• REQUIRED WORK:
Please print the lines below exactly as they appear, from the line containing "Reviewer note: check that each instance of the book" through the end of the lines, with both ends included.

• Location annotation dataset excerpts:
────────────────────

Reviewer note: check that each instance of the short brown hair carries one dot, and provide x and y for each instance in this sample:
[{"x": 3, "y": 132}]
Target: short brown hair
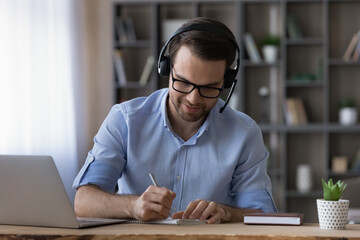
[{"x": 204, "y": 44}]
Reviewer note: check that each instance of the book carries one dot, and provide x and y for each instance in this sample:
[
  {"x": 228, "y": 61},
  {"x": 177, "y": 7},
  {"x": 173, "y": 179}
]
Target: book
[
  {"x": 351, "y": 47},
  {"x": 294, "y": 111},
  {"x": 170, "y": 221},
  {"x": 274, "y": 218},
  {"x": 125, "y": 30},
  {"x": 119, "y": 67},
  {"x": 145, "y": 75},
  {"x": 251, "y": 48},
  {"x": 292, "y": 27}
]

────────────────────

• TASK RESULT:
Reviewer note: check that each instance of the book carries one dot, and provide x and y for each instance in this sample:
[
  {"x": 228, "y": 61},
  {"x": 177, "y": 7},
  {"x": 173, "y": 179}
]
Target: book
[
  {"x": 351, "y": 47},
  {"x": 294, "y": 111},
  {"x": 170, "y": 221},
  {"x": 274, "y": 218},
  {"x": 125, "y": 30},
  {"x": 119, "y": 67},
  {"x": 145, "y": 75},
  {"x": 251, "y": 48},
  {"x": 292, "y": 27}
]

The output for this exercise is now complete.